[WHAT IS NEEDED]
Return the records, each one exactly as written.
(RECORD EXCERPTS Opens)
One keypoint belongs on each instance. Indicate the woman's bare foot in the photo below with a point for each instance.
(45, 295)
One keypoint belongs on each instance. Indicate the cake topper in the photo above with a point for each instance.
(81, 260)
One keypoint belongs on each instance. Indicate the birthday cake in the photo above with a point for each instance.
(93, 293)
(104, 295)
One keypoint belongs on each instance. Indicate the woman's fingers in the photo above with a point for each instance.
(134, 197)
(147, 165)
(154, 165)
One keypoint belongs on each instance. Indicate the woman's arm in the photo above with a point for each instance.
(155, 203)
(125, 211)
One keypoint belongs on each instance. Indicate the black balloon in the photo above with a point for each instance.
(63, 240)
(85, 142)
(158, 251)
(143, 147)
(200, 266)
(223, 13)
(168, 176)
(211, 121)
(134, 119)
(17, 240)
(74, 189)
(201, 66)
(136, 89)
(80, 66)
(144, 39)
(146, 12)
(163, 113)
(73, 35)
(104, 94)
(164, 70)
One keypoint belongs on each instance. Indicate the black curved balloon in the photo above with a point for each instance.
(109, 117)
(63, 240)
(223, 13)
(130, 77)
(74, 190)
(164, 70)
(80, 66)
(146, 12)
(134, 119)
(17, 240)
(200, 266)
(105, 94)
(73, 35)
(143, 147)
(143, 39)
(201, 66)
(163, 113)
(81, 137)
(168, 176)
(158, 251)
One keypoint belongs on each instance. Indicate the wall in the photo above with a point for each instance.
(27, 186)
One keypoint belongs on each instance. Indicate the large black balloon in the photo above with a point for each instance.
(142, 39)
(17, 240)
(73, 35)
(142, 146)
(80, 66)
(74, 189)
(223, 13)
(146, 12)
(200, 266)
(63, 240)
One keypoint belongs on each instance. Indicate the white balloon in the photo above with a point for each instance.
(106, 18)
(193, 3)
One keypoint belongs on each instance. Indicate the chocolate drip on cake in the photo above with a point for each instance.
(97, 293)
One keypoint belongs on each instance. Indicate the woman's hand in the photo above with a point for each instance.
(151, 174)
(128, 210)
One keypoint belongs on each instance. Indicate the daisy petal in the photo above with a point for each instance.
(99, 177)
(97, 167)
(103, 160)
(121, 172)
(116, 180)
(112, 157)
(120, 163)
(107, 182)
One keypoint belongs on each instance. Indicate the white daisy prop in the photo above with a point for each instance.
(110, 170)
(RECORD EXCERPTS Closes)
[RESPONSE BELOW]
One keypoint belongs on each instance. Indicate the woman's bare foot in the photo below with a point for each instance.
(45, 295)
One keypoint belongs on each instance. Indicate the cake topper in the photo above with a point for each instance.
(81, 260)
One keypoint belongs on each instance. Indicate the birthday cake in the photo above with a point for each instance.
(93, 293)
(104, 295)
One keypoint belongs on each instance. Indicate the woman's fingers in the photo above with a point for each instance.
(134, 197)
(147, 165)
(154, 165)
One keypoint belongs on each instance. Indicate the woman's arm in the photo above with a point for each instance.
(155, 203)
(125, 211)
One keypoint belongs on each instance. Indicate the black balloon in the photo above with a point for each instance.
(63, 240)
(85, 142)
(158, 251)
(143, 147)
(200, 266)
(223, 13)
(168, 176)
(211, 121)
(134, 119)
(17, 240)
(74, 189)
(201, 66)
(136, 89)
(80, 66)
(144, 39)
(146, 12)
(163, 113)
(73, 35)
(104, 94)
(164, 70)
One keypoint belongs on each instance. Indicate the black curved balloon in the photo above with a point for each instance.
(109, 117)
(63, 240)
(223, 13)
(130, 77)
(74, 190)
(164, 70)
(80, 66)
(146, 12)
(134, 119)
(17, 240)
(200, 266)
(105, 94)
(73, 35)
(143, 147)
(143, 39)
(201, 66)
(163, 113)
(81, 137)
(168, 176)
(158, 251)
One keypoint belongs on each instance. Indicate the wall in the photo above with a point for each instance.
(27, 186)
One keypoint belongs on each instance. Indicate the large black balloon in the photo above with a point for each instance.
(142, 39)
(17, 240)
(73, 35)
(142, 146)
(80, 66)
(74, 189)
(223, 13)
(146, 12)
(200, 266)
(63, 240)
One keypoint belongs on each instance. Indicate the white balloon in the photo above with a point for each instance.
(106, 18)
(193, 3)
One keypoint belongs on each instance. Indicate the chocolate drip on cake in the photo above with a point for each instance.
(97, 293)
One keypoint belongs on each instance. Indicate the woman's hand in the photo above with a point for each instance.
(151, 174)
(128, 210)
One keypoint belongs on each instance. Indicate the daisy petal in the photo above with a point for each instance.
(99, 177)
(97, 167)
(103, 160)
(121, 172)
(116, 180)
(112, 157)
(120, 163)
(107, 182)
One keypoint belongs on each instance. Indicate the white daisy prop in the photo above with a point for each instance.
(110, 170)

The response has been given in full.